## Verilen görev A:
Aşağıdaki listede "cluster in the photograph above." ifadesini içeren satırdan listenin sonuna kadar uzanan bölümü, her iki uç da dahil olmak üzere, her satır için bir dize içeren bir JSON dizisi olarak yeniden yazın. Boş satırlar diziye alınmasın.

## Çıkarılan metin:
Gazeteci Bünyamin Aygün Istanbul'da
Faik KAPTAN/İSTANBUL,() SURİYE'de kaçırılan ve 40 gün rehin tutulduktan sonra özgürlüğüne dün akşam saatlerinde kavuşan Milliyet gazetesi foto muhabiri Bünyamin Aygün, bugün saat 14.15’de THY’ye ait bir uçakla Adana’dan...
Faik KAPTAN/İSTANBUL,() SURİYE'de kaçırılan ve 40 gün rehin tutulduktan sonra özgürlüğüne dün akşam saatlerinde kavuşan Milliyet gazetesi foto muhabiri Bünyamin Aygün, bugün saat 14.15’de THY’ye ait bir uçakla Adana’dan İstanbul’a geldi.
Atatürk Havalimanı İçhatlarda oğlu Batuhan, akrabaları ve Gümüşhaneli hemşehrileri tarafından coşkuyla karşılanan Bünyamin Aygün’ü kucaklayan yakınlarından biri, kendisini havaya kaldırarak gelişini kutladı. Karşılamaya gelen Gümüşhaneli hemşehrileri de “ Gümüşhane seninle gurur duyuyor” sloganları attı.
Meslektaşlarının da yoğun ilgisi karşısında yaşadıklarını anlatan Bünyamin Aygün, Suriye’nin kuzeyi için sorulan bir soru üzerine, “Suriye’nin kuzeyinde Türk istemiyorlar. Buraya gelmeyin, diyorlar” dedi. Aygün, şöyle konuştu: “Açıkçası savaş bölgesindesin ve casuslukla sorgulanıyorsun. Biraz yorucu oldu. Fiziksel bir zulüm görmedim. Türklerin yanında bulunduğum süreç çok güzeldi. Türkçe konuşabildiğimiz ve birbirimizi anladığımız için daha iyi davrandılar. Sonra onların yanından ayrılınca ve orada iç savaş başlayınca biraz daha sıkıntılı oldu.
Bu arada İHH vakfı 10 gündür orada bir şey için mücadele ediyor. Bir gazeteciyi kurtarmak için mücadele ediyor. Türkiye foto muhabirleri derneği sürekli yürüyüşler düzenliyor ve oradakiler 'sen ne kadar önemli bir insanmışsın ki senin için miting yapıyorlar' demeye başladılar. Türkiye Gazeteciler Cemiyeti yürüyüş düzenliyor Gümüşhaneli hemşehrilerimiz yürüyüş düzenliyor. Bunlar orada hepsi olumlu yansıyor. Meslektaşlarımın o dayanışmasına onlar da şaşırdılar. Sürekli internetten takip ediyorlar onlardan bir tanesi bana gelip söylüyorlardı bu yaşananları.”

## Verilen görev B:
Yukarıdaki haberde "Atatürk Havalimanı İçhatlarda" sözcükleriyle başlayıp "daha sıkıntılı oldu." sözcükleriyle biten bölümü hiçbir değişiklik yapmadan yazdırın.

## Girdi satırları:
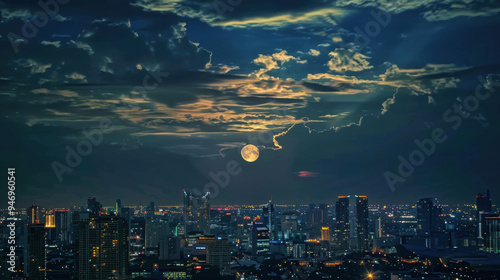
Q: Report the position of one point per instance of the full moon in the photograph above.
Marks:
(250, 153)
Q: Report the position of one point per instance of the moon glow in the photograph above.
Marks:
(250, 153)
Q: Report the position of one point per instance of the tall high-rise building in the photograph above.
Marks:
(93, 206)
(151, 208)
(429, 216)
(325, 233)
(34, 252)
(317, 214)
(362, 222)
(484, 209)
(196, 212)
(424, 214)
(103, 248)
(352, 222)
(118, 206)
(33, 213)
(219, 254)
(269, 218)
(483, 202)
(169, 249)
(156, 230)
(50, 220)
(492, 236)
(343, 227)
(62, 221)
(260, 238)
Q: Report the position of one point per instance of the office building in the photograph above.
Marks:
(260, 238)
(156, 230)
(103, 248)
(362, 223)
(34, 252)
(325, 233)
(33, 213)
(269, 219)
(352, 223)
(343, 227)
(93, 206)
(317, 214)
(484, 209)
(219, 254)
(196, 212)
(492, 236)
(429, 217)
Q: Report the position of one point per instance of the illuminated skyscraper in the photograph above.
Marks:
(33, 213)
(260, 238)
(118, 207)
(325, 233)
(156, 230)
(196, 212)
(103, 248)
(428, 216)
(492, 236)
(269, 218)
(219, 254)
(484, 209)
(343, 227)
(352, 222)
(93, 206)
(34, 252)
(62, 224)
(317, 214)
(50, 219)
(362, 222)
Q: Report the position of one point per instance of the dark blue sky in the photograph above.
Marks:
(176, 88)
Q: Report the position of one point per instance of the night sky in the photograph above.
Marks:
(333, 93)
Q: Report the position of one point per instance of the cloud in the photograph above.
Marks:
(348, 60)
(33, 66)
(64, 93)
(446, 14)
(314, 52)
(307, 174)
(271, 62)
(56, 44)
(9, 14)
(314, 17)
(434, 10)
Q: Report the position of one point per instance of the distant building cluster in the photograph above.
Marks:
(348, 239)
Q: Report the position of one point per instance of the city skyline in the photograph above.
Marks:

## Tam çözüm A:
[
  "Q: Report the position of one point per instance of the distant building cluster in the photograph above.",
  "Marks:",
  "(348, 239)",
  "Q: Report the position of one point per instance of the city skyline in the photograph above.",
  "Marks:"
]

## Tam çözüm B:
Atatürk Havalimanı İçhatlarda oğlu Batuhan, akrabaları ve Gümüşhaneli hemşehrileri tarafından coşkuyla karşılanan Bünyamin Aygün’ü kucaklayan yakınlarından biri, kendisini havaya kaldırarak gelişini kutladı. Karşılamaya gelen Gümüşhaneli hemşehrileri de “ Gümüşhane seninle gurur duyuyor” sloganları attı.
Meslektaşlarının da yoğun ilgisi karşısında yaşadıklarını anlatan Bünyamin Aygün, Suriye’nin kuzeyi için sorulan bir soru üzerine, “Suriye’nin kuzeyinde Türk istemiyorlar. Buraya gelmeyin, diyorlar” dedi. Aygün, şöyle konuştu: “Açıkçası savaş bölgesindesin ve casuslukla sorgulanıyorsun. Biraz yorucu oldu. Fiziksel bir zulüm görmedim. Türklerin yanında bulunduğum süreç çok güzeldi. Türkçe konuşabildiğimiz ve birbirimizi anladığımız için daha iyi davrandılar. Sonra onların yanından ayrılınca ve orada iç savaş başlayınca biraz daha sıkıntılı oldu.